* Task to carry out: Pick out every line in the items below that contains the word "teeth", and copy each such line in full.

[Data listing]

-- Start --

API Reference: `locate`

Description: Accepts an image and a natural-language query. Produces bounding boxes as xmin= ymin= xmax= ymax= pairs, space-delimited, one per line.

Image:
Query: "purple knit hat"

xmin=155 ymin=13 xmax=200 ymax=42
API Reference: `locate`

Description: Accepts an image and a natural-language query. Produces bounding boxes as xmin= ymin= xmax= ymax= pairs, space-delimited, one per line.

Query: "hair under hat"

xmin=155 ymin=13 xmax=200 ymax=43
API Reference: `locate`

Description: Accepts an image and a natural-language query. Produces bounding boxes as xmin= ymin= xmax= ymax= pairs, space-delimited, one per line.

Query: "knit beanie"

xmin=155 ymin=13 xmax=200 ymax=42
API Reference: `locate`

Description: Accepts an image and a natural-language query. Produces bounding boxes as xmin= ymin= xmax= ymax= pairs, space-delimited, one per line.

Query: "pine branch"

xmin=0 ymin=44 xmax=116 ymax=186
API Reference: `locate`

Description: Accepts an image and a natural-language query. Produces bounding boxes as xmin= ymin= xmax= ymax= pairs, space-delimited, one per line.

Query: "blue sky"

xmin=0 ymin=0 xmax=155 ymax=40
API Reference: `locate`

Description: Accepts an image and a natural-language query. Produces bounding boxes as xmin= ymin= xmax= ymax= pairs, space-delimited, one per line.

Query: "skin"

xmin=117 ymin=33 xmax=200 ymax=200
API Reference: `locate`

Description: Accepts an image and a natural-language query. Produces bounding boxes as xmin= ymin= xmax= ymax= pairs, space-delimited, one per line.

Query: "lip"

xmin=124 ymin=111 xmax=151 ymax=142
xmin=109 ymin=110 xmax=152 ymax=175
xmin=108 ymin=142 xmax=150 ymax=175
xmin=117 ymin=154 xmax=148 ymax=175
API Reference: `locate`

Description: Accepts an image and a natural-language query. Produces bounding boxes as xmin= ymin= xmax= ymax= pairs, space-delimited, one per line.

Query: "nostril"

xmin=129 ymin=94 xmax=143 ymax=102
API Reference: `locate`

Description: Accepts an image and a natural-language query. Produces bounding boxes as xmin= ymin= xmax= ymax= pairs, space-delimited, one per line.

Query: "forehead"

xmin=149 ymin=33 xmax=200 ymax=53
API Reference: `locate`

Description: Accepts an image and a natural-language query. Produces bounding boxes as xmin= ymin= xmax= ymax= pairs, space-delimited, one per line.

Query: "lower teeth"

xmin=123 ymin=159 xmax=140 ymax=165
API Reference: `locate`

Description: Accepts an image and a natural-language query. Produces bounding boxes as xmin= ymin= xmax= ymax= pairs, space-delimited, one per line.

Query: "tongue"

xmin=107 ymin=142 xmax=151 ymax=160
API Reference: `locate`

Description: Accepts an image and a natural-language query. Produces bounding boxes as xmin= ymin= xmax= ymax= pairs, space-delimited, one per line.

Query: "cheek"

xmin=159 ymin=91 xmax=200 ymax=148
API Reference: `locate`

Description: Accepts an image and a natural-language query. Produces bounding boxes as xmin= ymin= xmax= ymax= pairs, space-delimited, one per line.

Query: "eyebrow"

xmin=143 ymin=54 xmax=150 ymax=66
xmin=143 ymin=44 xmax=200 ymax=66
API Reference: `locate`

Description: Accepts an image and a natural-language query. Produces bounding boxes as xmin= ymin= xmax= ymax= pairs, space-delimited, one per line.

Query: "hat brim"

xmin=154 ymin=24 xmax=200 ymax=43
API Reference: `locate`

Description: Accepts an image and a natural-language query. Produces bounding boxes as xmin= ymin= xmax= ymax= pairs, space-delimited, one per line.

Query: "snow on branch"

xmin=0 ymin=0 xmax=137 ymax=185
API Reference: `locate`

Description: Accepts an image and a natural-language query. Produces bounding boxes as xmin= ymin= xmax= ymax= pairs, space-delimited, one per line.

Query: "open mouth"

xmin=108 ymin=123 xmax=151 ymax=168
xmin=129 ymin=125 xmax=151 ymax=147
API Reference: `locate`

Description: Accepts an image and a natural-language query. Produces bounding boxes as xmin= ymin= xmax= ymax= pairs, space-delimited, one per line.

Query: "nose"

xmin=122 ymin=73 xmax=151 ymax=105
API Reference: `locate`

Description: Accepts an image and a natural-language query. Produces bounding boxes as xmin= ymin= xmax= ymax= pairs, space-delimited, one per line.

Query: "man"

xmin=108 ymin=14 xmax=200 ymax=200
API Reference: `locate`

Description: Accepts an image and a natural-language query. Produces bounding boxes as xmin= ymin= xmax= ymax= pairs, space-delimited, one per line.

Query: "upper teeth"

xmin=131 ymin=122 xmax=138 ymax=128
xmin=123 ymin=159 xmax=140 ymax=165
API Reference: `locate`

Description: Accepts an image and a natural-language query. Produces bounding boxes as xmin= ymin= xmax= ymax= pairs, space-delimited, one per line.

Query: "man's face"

-- End --

* Final answer:
Query: "lower teeth"
Query: "upper teeth"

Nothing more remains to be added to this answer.